Copy out only those lines running from the line with "of the bare" to the end of the listing, keeping each one exactly as it is.
Start of Dataset extract
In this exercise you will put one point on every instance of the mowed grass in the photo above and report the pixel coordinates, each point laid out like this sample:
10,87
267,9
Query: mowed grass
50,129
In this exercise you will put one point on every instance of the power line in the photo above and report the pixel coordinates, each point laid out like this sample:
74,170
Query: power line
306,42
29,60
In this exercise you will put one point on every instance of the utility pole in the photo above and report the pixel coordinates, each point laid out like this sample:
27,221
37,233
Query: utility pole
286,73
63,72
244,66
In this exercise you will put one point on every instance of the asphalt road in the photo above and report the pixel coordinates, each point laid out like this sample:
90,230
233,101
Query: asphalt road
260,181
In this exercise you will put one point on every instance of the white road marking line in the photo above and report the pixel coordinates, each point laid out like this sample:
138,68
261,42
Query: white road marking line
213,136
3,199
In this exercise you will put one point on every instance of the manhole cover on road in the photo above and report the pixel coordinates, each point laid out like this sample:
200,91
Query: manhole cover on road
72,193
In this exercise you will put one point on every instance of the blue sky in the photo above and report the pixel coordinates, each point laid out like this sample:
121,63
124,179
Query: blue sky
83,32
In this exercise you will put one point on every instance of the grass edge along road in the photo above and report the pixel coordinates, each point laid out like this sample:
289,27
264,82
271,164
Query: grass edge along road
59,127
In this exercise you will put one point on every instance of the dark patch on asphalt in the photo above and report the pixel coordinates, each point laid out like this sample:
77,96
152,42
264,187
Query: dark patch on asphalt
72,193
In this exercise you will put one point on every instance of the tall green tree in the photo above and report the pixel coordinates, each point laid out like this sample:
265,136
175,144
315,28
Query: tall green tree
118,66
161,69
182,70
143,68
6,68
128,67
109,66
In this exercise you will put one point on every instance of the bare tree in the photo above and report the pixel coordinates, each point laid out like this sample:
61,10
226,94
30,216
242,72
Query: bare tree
End of Dataset extract
§ **Output**:
In this exercise you will put one point on every instance of the bare tree in the photo above and report the pixel coordinates, each point laid out like this sample:
61,10
226,94
30,216
242,72
Query: bare tree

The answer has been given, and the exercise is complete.